PROBLEM DESCRIPTION: Render the lines below as a JSON list of strings, with one string per line and no blank lines. Leave the pictures out.

MATERIAL PROVIDED:
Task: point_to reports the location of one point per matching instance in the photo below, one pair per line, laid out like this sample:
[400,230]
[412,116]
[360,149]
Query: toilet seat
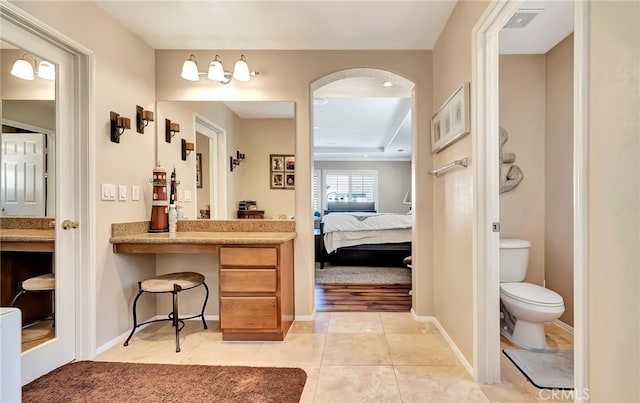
[531,294]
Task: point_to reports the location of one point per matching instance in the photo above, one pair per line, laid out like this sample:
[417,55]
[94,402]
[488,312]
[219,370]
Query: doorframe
[82,109]
[485,119]
[217,139]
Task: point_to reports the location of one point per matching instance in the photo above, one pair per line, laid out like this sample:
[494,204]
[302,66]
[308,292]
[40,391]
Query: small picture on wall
[290,163]
[290,181]
[277,162]
[277,180]
[282,168]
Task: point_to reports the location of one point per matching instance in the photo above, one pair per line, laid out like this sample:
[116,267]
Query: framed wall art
[451,122]
[282,171]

RESULT FOR THIS EXERCISE:
[
  "Task: point_to reports the location of one point per matching instance in the photo below, one pair per line, laid out like this sample:",
  "[400,230]",
  "[412,116]",
  "[360,149]",
  "Query: toilet seat",
  "[531,294]",
  "Task: point_to reports the location of one point per matching instance in the photo above, one pair per line, laid out like this sample:",
  "[417,55]",
  "[94,402]",
  "[488,312]",
  "[219,370]",
  "Query: doorframe",
  "[82,109]",
  "[485,119]",
  "[217,139]",
  "Task: point_to reports the location of one point per matching instance in the photo above, one pair per line, laid out like this sample:",
  "[494,204]",
  "[302,66]",
  "[308,292]",
  "[40,391]",
  "Query: small picture on wall",
  "[290,163]",
  "[290,181]",
  "[277,162]",
  "[277,180]",
  "[282,168]",
  "Task: point_to reports the location of one point per matching instance in the photo above, one pair per line, laid out like this sample:",
  "[116,267]",
  "Query: framed wall art",
  "[451,122]",
  "[282,171]"
]